-- To do --
Please output the records below word for word and omit the pictures.

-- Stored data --
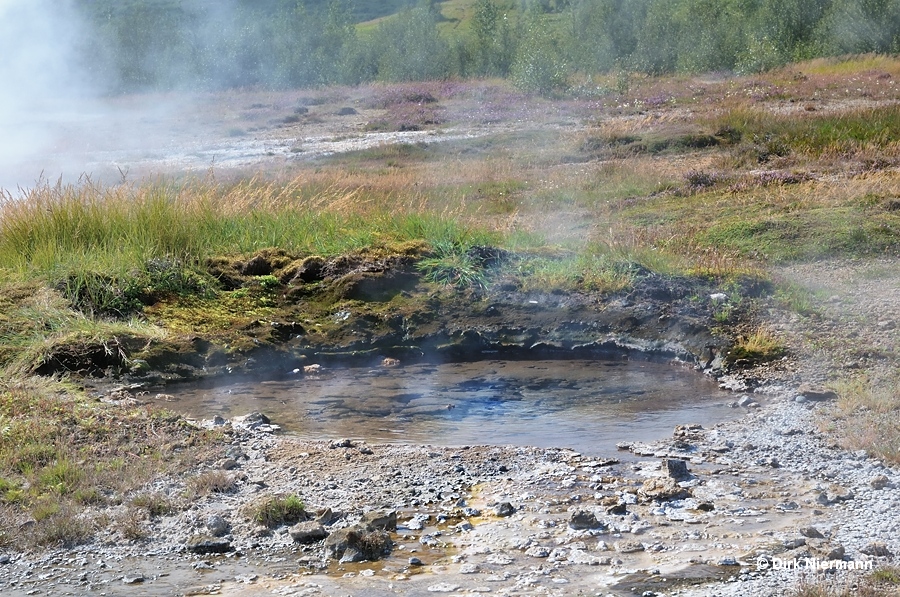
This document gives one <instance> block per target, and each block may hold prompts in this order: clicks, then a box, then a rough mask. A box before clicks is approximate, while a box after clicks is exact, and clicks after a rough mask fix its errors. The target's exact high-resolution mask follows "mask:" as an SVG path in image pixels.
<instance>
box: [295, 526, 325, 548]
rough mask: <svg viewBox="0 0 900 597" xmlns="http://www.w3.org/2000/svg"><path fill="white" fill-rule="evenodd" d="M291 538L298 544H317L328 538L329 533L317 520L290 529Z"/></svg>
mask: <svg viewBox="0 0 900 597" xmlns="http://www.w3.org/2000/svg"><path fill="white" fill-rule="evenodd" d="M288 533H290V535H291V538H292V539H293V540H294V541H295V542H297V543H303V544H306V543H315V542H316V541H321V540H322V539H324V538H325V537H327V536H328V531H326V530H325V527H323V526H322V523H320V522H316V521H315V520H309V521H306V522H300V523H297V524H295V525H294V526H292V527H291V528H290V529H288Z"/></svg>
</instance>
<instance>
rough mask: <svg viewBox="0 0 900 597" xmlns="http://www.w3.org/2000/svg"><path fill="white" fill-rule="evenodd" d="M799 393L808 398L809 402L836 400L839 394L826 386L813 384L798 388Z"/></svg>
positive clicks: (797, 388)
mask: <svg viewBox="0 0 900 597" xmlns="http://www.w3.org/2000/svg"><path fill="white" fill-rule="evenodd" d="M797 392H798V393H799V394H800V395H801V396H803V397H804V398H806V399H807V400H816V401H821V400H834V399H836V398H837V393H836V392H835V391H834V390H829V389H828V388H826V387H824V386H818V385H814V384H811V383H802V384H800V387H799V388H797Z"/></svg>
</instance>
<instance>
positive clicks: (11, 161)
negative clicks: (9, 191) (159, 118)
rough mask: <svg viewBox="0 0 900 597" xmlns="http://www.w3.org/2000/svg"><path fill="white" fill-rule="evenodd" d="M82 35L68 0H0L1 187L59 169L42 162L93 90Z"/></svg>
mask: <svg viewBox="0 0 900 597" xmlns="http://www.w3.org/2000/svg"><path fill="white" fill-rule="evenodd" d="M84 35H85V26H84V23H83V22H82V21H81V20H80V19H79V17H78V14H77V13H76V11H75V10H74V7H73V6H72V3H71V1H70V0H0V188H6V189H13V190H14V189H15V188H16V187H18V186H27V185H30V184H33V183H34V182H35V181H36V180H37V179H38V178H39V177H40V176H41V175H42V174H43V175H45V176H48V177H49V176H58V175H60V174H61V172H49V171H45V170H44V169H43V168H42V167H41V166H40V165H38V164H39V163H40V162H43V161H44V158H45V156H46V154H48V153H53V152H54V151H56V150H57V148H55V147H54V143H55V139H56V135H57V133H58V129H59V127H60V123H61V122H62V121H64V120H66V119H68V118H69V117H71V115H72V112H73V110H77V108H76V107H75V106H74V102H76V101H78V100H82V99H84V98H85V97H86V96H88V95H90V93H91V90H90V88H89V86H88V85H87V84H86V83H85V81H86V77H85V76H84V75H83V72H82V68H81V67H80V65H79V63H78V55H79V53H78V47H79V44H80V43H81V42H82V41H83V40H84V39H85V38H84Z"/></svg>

-- Answer box --
This document gives one <instance> block per target, and each block may hold prompts in this order: clicks, then a box, then a rough mask. A box before clicks is approximate, while a box after clicks is exact, and clicks after a rough mask fix its errors. The target's exact high-resolution mask follows "mask:" as an SVG path in image pixels.
<instance>
box: [295, 526, 325, 548]
rough mask: <svg viewBox="0 0 900 597" xmlns="http://www.w3.org/2000/svg"><path fill="white" fill-rule="evenodd" d="M291 538L298 544H317L328 538L329 533L317 520L290 529Z"/></svg>
mask: <svg viewBox="0 0 900 597" xmlns="http://www.w3.org/2000/svg"><path fill="white" fill-rule="evenodd" d="M288 533H290V535H291V538H292V539H293V540H294V541H295V542H297V543H303V544H306V543H315V542H316V541H321V540H322V539H324V538H325V537H327V536H328V531H326V530H325V527H323V526H322V523H320V522H316V521H315V520H309V521H306V522H300V523H297V524H295V525H294V526H292V527H291V528H290V529H288Z"/></svg>
</instance>
<instance>
rough mask: <svg viewBox="0 0 900 597" xmlns="http://www.w3.org/2000/svg"><path fill="white" fill-rule="evenodd" d="M799 393L808 398L809 402L836 400L839 394L826 386L813 384L798 388Z"/></svg>
positive clicks: (797, 388)
mask: <svg viewBox="0 0 900 597" xmlns="http://www.w3.org/2000/svg"><path fill="white" fill-rule="evenodd" d="M797 392H798V393H799V394H800V395H801V396H803V397H804V398H806V399H807V400H816V401H821V400H834V399H836V398H837V393H836V392H835V391H834V390H829V389H828V388H826V387H824V386H818V385H814V384H811V383H802V384H800V387H799V388H797Z"/></svg>
</instance>
<instance>
positive clicks: (11, 161)
negative clicks: (9, 191) (159, 118)
rough mask: <svg viewBox="0 0 900 597" xmlns="http://www.w3.org/2000/svg"><path fill="white" fill-rule="evenodd" d="M82 35L68 0H0L1 187L59 169L42 162L93 90Z"/></svg>
mask: <svg viewBox="0 0 900 597" xmlns="http://www.w3.org/2000/svg"><path fill="white" fill-rule="evenodd" d="M84 35H85V26H84V23H83V22H82V21H81V20H80V19H79V17H78V14H77V13H76V11H75V10H74V7H73V6H72V3H71V1H70V0H0V188H6V189H13V190H14V189H15V188H16V187H18V186H27V185H30V184H33V183H34V182H35V181H36V180H37V179H38V178H39V177H40V176H41V175H42V174H43V175H45V176H48V177H49V176H58V175H60V174H61V172H49V171H45V170H44V169H43V168H42V167H41V166H40V165H38V164H39V163H40V162H43V161H44V158H45V156H46V154H48V153H53V152H54V151H56V150H57V148H55V147H54V143H55V139H56V135H57V133H58V129H59V127H60V123H61V122H62V121H64V120H66V119H68V118H69V117H71V115H72V112H73V110H77V108H76V107H75V106H74V102H76V101H78V100H82V99H84V98H85V97H86V96H88V95H90V93H91V90H90V88H89V86H88V85H87V84H86V83H85V81H86V77H85V76H84V75H83V72H82V68H81V67H80V65H79V63H78V55H79V53H78V47H79V44H80V43H81V42H82V41H83V40H84V39H85V38H84Z"/></svg>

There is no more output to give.